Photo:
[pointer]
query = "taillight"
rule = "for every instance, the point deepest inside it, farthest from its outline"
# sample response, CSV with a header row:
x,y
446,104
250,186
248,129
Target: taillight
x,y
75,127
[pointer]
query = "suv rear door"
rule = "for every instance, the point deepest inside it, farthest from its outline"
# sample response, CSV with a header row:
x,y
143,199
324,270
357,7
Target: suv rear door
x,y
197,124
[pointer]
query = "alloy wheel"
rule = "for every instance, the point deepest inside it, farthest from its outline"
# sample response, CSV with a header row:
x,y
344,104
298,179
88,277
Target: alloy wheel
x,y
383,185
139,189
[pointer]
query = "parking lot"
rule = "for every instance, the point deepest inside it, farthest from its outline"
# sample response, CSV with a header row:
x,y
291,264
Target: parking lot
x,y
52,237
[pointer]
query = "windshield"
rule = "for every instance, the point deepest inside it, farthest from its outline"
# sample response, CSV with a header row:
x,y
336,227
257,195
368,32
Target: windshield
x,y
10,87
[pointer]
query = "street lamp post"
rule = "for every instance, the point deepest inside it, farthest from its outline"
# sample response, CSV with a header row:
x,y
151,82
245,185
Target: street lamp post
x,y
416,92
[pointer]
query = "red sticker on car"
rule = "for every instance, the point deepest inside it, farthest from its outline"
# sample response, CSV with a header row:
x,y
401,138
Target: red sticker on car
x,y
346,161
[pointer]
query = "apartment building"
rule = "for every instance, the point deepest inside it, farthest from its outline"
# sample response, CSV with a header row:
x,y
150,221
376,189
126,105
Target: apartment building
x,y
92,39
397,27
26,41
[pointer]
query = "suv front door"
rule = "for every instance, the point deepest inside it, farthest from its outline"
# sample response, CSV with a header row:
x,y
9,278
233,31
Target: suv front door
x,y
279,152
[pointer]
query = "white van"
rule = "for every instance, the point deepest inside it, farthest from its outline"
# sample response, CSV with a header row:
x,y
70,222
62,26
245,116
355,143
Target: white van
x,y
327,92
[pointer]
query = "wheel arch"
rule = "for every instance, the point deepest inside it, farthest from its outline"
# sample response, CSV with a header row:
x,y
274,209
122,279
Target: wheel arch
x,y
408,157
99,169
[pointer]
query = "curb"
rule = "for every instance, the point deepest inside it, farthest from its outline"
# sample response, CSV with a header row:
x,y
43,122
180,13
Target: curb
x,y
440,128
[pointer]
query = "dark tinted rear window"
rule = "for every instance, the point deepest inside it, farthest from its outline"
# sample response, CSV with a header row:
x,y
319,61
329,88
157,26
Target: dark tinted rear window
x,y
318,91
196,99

**TASK REQUIREMENTS**
Make an exact copy of the material above.

**PROBLEM SOLUTION**
Photo:
[pointer]
query = "taillight"
rule = "for every instance, the point deepest inside it, farthest from its outline"
# sample response, CSV with a header row:
x,y
446,104
250,186
248,129
Target: taillight
x,y
75,127
[pointer]
query = "suv rear door"
rule = "for every instance, the point deepest inside it, farthest from its outline"
# sample response, CSV with a header row:
x,y
143,199
324,270
357,7
Target: suv rear door
x,y
197,124
[pointer]
query = "alloy wheel"
rule = "for every instance, the point deepest inside it, farthest from its outline"
# sample response, CSV with a header row:
x,y
344,104
298,179
88,277
Target: alloy wheel
x,y
383,185
139,189
[pointer]
query = "parking lot"
rule = "for every instance, the point deepest inside it, farthest from its outline"
# sample response, CSV with a header row:
x,y
291,264
Target: parking lot
x,y
52,237
[pointer]
query = "windshield"
rule = "for every instance, the point deepest inside it, farthest from its outline"
# sample response, CSV with a header row:
x,y
336,227
257,195
368,32
Target: windshield
x,y
10,87
[pointer]
query = "street lamp post"
rule = "for every instance, the point deepest inside it, farthest from its outline"
# sample response, CSV with a header row:
x,y
151,82
245,185
Target: street lamp post
x,y
416,92
[pointer]
query = "red sticker on car"
rule = "for every instance, the point deepest inside it, farthest from its outline"
# sample response, CSV with a header row:
x,y
401,138
Target: red sticker on car
x,y
346,161
[pointer]
query = "apartment building"
rule = "for every instance, the point deepest inside it, farthest from its outline"
# sample response, CSV with a header row:
x,y
150,221
376,189
126,105
Target: apartment building
x,y
92,39
397,27
26,41
[pointer]
query = "suv front door"
rule = "for every instance, the point deepest inside it, farthest from its outline"
# sample response, CSV with a header row:
x,y
9,278
233,31
Target: suv front door
x,y
279,152
[pointer]
query = "white van"
rule = "for every instance, the point deepest inside it, farthest from its outline"
# sample response, CSV with a header row:
x,y
70,222
62,26
245,116
355,143
Target: white van
x,y
327,92
[pointer]
query = "wheel arch"
rule = "for every instance, the point deepest inside it, farthest from its outline"
# sample response, CSV with a header row:
x,y
274,209
122,279
Target: wheel arch
x,y
408,157
99,169
[pointer]
query = "curb"
rule = "for every instance, the point deepest inside it, farthest from its outline"
# sample response, CSV with a header row:
x,y
43,122
180,13
Target: curb
x,y
440,128
[pointer]
query = "dark tinted rear window"
rule = "for every instance, the point deepest inside it, farthest from its outline"
# sample response, CSV with a header row:
x,y
319,61
329,88
157,26
Target: dark tinted rear window
x,y
318,91
196,99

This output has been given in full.